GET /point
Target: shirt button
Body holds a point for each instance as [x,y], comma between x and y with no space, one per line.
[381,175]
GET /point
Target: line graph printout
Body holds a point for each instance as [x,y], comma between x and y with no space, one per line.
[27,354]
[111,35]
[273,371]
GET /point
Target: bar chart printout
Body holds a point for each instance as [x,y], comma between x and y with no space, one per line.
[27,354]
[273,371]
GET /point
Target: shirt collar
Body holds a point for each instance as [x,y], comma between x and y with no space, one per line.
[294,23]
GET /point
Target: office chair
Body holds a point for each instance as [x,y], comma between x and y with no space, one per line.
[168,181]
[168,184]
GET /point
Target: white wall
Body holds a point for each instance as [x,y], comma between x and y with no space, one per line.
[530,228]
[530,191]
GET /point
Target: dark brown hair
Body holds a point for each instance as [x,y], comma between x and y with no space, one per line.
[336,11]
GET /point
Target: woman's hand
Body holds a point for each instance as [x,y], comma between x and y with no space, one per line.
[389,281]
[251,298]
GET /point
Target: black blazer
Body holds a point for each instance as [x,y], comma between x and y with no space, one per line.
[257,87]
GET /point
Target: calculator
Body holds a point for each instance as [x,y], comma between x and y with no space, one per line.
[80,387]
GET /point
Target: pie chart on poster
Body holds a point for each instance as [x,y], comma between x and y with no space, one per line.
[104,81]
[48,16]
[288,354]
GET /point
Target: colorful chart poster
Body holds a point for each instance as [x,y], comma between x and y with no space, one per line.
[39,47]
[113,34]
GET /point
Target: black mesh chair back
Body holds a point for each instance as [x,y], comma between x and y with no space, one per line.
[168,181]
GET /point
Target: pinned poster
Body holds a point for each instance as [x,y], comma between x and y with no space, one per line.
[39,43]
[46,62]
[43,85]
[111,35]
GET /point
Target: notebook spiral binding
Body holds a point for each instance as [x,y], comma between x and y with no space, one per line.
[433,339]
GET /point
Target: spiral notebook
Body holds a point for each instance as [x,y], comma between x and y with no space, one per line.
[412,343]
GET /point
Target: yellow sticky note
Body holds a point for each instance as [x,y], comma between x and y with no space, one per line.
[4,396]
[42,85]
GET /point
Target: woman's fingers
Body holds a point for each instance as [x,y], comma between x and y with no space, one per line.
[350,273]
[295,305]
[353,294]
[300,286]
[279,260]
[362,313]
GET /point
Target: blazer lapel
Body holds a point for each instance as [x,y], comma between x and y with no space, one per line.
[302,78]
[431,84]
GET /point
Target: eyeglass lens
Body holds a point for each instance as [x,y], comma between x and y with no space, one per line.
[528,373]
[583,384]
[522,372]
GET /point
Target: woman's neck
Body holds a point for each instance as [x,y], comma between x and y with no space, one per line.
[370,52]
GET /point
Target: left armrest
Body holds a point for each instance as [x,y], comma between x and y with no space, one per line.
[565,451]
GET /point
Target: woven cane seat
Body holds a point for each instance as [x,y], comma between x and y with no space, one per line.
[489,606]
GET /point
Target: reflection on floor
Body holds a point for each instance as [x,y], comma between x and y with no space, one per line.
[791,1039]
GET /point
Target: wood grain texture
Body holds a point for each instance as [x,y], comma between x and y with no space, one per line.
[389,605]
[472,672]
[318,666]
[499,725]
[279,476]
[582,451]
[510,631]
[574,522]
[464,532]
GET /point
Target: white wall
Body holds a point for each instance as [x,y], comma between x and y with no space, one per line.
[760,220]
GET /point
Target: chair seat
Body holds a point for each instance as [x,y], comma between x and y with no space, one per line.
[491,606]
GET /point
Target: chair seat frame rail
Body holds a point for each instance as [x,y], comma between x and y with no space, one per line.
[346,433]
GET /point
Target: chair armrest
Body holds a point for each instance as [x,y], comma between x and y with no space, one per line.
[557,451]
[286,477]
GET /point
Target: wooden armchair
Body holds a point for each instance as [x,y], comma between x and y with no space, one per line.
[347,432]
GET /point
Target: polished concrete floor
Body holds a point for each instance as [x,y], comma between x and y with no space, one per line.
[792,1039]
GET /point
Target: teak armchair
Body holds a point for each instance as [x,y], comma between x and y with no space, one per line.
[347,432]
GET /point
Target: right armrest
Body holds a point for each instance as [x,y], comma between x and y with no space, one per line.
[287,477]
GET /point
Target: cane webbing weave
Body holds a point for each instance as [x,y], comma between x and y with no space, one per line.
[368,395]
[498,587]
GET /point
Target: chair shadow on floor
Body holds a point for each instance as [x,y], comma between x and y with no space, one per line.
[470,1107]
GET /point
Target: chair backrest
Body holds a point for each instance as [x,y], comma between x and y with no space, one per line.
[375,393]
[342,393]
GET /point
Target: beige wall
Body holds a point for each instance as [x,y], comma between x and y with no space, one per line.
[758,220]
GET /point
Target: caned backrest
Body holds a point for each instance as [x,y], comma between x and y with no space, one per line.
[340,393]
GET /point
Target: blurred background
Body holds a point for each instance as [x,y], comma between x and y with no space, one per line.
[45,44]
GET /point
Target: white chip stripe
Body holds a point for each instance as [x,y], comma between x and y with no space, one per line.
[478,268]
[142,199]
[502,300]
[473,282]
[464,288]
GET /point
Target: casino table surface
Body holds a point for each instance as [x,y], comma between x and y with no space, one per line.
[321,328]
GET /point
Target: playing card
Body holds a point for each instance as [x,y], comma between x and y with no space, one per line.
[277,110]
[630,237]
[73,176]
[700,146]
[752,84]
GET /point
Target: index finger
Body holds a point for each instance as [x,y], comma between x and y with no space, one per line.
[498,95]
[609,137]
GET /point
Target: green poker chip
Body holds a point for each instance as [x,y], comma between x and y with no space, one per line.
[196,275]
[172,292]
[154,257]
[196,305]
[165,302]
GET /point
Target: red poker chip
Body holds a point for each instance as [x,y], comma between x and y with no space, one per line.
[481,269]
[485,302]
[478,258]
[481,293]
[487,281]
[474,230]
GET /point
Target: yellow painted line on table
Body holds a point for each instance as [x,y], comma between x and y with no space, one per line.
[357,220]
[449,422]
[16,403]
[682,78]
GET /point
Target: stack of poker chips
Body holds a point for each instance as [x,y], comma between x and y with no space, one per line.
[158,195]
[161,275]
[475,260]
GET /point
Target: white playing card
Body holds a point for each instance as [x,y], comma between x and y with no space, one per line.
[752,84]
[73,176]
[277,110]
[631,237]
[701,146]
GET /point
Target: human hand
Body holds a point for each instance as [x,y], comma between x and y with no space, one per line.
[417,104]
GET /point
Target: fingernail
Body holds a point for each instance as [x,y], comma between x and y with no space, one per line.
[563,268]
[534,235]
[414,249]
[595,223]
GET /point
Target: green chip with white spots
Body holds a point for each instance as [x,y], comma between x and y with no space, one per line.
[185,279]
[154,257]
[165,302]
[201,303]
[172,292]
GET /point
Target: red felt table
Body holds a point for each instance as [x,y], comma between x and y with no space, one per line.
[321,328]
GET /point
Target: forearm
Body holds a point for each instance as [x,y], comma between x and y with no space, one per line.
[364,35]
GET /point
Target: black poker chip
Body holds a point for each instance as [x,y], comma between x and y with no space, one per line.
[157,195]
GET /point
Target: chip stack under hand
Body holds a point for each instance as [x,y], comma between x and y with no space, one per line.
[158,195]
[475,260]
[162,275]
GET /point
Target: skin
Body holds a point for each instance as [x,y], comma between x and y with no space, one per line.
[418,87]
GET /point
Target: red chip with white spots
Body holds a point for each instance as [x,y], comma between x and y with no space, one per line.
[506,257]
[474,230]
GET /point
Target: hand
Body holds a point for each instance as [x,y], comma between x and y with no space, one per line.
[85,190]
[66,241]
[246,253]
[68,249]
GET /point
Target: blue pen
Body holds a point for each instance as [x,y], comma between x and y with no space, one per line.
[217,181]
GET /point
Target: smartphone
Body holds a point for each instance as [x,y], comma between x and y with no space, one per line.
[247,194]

^^^^

How many lines in the listing above contain the string "armrest", with case counting? Reply with the number alone.

Reply: 3